### PROBLEM DETAILS
Pull out every line of the material below that contains the string "reflected", matching case exactly.

### PROVIDED MATERIAL
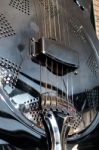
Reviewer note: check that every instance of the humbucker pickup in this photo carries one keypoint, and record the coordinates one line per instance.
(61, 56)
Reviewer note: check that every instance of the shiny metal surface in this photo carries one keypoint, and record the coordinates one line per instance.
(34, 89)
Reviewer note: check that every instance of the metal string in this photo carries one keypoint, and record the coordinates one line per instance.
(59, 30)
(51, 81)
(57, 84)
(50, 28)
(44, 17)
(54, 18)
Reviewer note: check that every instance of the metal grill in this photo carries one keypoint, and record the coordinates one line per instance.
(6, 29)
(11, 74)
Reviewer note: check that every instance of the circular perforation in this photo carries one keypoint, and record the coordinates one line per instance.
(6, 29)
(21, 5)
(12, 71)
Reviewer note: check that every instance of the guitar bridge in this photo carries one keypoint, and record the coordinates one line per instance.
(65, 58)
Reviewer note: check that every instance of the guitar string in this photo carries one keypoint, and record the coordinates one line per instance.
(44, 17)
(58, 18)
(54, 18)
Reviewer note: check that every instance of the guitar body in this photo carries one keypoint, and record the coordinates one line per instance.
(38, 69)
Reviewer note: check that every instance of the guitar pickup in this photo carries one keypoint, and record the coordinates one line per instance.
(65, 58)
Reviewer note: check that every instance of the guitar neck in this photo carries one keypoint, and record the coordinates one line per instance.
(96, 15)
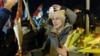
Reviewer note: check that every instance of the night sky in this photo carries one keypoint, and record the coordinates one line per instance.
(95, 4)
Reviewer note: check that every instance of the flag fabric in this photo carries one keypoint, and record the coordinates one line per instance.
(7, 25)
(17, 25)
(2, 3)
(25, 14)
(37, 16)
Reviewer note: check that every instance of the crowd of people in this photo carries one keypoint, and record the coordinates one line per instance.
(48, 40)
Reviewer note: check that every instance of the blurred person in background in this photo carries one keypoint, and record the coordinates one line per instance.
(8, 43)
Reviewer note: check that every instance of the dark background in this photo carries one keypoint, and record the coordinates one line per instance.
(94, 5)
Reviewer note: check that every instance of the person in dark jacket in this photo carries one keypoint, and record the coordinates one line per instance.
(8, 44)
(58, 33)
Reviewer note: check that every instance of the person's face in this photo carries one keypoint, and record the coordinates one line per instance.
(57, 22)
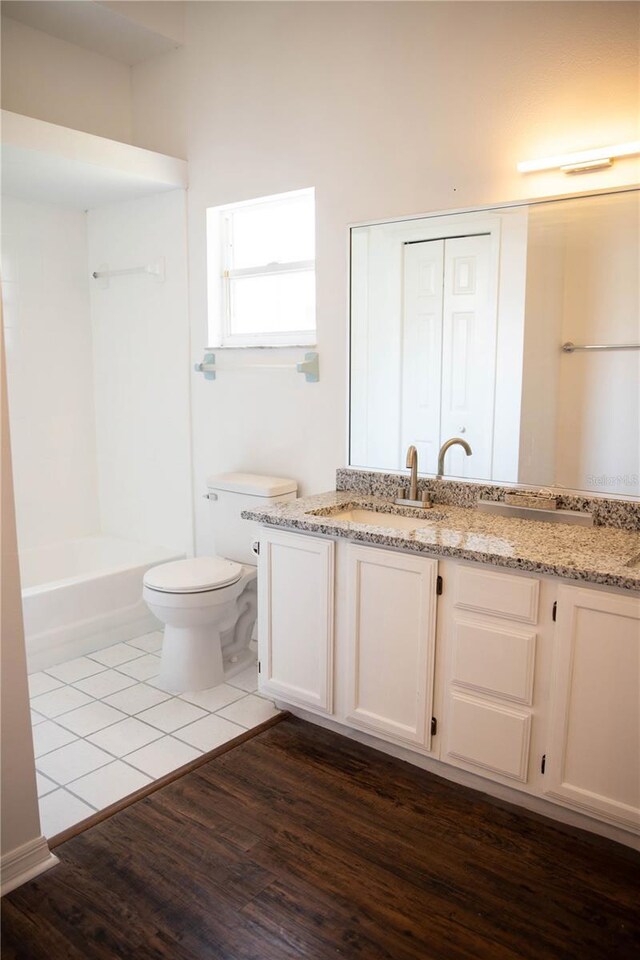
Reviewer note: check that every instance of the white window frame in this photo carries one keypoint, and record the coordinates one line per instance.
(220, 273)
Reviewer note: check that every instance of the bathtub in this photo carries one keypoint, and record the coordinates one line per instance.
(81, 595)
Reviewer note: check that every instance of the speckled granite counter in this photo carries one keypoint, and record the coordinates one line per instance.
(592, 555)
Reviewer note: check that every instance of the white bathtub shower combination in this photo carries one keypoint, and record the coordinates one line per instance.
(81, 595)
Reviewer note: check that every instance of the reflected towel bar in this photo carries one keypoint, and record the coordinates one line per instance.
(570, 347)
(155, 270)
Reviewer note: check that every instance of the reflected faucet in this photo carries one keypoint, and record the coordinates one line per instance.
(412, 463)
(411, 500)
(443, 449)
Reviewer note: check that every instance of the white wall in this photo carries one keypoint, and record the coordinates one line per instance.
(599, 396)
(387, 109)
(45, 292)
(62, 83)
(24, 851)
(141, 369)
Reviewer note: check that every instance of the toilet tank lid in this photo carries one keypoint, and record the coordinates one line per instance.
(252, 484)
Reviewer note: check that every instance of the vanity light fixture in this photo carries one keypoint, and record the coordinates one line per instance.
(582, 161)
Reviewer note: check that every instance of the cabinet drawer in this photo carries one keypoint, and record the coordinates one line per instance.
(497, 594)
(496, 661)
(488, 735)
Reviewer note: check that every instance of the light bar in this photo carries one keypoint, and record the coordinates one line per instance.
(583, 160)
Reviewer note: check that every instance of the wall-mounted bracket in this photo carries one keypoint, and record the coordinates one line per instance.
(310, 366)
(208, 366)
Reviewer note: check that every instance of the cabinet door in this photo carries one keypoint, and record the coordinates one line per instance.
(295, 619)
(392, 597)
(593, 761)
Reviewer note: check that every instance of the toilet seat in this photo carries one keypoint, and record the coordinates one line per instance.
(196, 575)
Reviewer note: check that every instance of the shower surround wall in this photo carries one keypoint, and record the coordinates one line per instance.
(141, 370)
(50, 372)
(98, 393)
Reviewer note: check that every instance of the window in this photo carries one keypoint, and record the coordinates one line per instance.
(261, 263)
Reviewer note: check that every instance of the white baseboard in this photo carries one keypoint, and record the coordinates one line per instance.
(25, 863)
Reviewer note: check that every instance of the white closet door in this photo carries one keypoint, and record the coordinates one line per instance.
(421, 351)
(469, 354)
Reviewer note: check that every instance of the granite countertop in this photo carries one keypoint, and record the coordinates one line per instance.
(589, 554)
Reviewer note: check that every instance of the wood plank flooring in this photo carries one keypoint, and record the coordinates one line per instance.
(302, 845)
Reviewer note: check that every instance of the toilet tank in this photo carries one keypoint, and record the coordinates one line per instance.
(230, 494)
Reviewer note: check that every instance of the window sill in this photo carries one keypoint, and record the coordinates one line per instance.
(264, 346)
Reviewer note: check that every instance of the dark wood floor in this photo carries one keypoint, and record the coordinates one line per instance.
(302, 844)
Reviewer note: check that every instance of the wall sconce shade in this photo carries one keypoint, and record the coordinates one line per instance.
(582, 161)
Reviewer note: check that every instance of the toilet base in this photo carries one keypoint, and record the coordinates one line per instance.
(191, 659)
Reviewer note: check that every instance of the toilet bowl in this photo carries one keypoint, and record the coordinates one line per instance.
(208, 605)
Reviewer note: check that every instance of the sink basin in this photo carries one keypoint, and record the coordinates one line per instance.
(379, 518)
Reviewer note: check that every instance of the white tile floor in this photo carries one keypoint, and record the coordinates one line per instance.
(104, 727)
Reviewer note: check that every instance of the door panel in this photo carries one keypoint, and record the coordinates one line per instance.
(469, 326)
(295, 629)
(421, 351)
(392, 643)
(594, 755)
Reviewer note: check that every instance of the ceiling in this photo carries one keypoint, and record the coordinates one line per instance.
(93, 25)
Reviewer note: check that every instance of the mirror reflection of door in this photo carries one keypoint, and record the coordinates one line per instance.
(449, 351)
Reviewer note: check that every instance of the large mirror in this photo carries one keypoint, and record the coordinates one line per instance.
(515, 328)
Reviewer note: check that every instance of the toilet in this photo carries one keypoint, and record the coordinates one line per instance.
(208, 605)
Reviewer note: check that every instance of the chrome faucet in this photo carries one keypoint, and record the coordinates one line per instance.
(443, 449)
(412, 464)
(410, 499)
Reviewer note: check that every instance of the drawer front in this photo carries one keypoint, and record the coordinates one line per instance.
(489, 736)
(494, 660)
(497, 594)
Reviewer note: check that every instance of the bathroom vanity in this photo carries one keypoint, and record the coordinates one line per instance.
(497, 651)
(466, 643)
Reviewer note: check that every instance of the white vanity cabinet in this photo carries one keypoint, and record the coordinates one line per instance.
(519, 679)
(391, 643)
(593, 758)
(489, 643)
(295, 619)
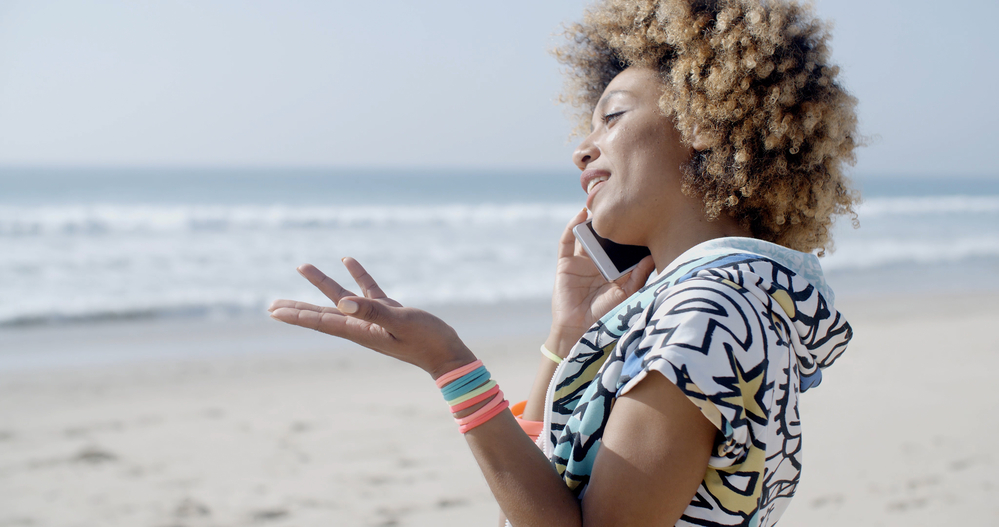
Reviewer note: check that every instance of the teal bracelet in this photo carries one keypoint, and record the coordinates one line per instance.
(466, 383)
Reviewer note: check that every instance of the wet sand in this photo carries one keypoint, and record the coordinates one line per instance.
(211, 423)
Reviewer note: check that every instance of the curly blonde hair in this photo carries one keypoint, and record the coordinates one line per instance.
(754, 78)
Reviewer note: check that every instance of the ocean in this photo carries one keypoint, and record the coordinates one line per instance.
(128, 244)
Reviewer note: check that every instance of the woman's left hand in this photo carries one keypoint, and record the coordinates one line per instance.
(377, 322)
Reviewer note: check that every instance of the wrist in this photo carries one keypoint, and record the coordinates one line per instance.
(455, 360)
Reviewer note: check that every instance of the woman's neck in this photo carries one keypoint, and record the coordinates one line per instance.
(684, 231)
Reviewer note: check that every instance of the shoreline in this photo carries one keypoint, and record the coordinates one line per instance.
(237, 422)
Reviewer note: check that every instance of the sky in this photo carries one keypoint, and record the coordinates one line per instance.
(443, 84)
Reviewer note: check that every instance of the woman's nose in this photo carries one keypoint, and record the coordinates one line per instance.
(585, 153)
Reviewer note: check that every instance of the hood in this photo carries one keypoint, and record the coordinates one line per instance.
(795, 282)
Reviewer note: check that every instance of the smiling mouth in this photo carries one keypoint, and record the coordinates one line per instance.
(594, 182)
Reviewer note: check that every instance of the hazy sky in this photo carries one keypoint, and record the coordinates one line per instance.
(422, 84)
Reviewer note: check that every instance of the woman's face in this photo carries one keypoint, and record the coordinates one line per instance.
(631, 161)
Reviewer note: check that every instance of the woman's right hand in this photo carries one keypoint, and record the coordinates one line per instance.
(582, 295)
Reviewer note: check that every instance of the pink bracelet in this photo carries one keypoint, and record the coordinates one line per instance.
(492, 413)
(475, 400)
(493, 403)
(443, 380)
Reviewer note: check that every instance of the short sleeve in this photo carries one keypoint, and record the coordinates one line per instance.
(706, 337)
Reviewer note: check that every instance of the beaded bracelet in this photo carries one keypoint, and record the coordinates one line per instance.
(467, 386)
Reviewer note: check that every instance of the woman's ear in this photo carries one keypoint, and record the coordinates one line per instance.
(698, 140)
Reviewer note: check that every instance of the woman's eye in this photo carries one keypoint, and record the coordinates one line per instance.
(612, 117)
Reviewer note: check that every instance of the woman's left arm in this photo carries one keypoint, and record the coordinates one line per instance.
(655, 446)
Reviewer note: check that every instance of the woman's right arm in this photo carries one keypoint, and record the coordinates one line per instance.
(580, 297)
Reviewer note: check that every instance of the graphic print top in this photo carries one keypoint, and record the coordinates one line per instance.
==
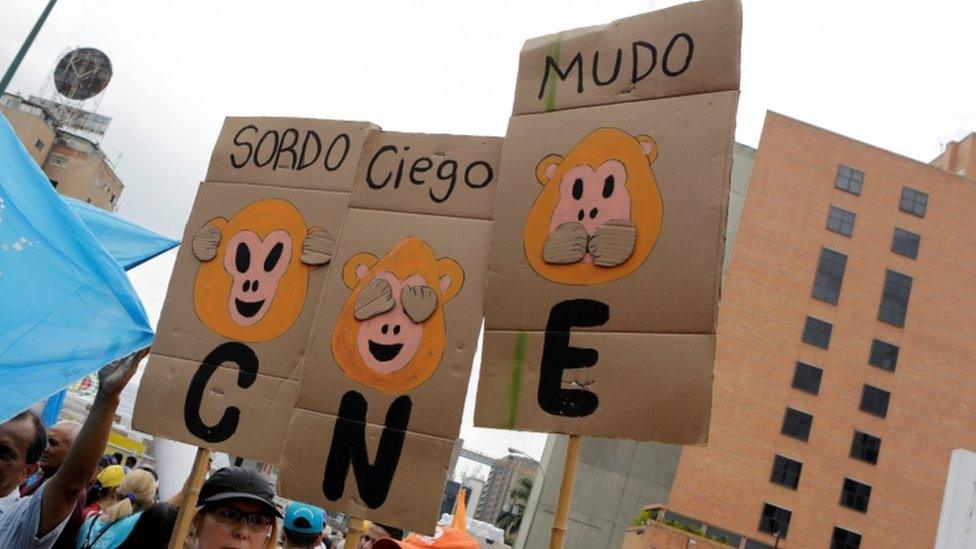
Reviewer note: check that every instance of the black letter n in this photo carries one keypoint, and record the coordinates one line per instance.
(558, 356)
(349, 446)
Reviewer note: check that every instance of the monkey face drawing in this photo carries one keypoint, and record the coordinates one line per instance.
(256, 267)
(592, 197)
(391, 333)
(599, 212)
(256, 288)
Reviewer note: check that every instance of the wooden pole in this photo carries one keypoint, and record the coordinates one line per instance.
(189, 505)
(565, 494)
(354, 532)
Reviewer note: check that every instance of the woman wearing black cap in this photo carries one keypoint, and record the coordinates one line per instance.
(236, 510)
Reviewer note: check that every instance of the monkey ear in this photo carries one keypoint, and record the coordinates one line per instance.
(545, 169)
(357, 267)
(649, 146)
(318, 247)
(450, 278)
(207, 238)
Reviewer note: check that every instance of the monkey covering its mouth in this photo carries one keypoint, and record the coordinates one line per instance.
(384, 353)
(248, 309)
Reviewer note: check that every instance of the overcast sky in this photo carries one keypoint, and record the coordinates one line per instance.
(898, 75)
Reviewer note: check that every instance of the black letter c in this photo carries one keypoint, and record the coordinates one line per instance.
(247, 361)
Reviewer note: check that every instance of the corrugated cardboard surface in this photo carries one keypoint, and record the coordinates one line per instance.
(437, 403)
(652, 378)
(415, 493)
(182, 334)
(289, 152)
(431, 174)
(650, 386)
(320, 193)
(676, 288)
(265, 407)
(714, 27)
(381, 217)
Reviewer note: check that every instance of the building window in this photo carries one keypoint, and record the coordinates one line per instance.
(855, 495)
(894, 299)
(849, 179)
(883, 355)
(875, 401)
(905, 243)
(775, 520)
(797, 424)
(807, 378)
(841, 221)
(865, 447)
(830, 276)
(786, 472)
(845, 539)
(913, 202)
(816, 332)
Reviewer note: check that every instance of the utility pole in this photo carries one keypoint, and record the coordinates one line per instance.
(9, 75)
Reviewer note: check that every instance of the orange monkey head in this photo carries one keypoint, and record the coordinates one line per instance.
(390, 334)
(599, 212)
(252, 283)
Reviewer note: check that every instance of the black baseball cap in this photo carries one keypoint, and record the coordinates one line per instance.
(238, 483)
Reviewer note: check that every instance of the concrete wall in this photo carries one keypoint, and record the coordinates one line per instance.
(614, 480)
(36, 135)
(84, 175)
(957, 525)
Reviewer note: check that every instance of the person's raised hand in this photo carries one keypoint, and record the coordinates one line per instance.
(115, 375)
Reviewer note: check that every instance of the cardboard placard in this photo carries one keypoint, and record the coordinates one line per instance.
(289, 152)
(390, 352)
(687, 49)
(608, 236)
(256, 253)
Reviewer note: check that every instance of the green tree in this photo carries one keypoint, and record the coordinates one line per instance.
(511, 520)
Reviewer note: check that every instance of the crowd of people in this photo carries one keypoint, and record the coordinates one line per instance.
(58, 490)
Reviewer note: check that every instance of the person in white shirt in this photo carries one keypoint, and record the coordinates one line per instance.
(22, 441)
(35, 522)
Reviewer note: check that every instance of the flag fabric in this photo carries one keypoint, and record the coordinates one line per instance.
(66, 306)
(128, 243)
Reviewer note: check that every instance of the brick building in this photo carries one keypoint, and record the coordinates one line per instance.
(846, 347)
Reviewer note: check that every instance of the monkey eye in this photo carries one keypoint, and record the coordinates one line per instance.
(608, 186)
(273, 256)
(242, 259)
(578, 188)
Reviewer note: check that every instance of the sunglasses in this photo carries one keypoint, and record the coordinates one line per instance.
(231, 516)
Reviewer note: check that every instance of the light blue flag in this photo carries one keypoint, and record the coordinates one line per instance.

### EXERCISE OUTPUT
Reviewer note: check that every instance of the reflected towel bar in this photo carries one keypoint, and record the coordinates one line per instance.
Reviewer note: check that every instance of the reflected faucet in this photo carries one keypoint, and record the coordinates one line per instance.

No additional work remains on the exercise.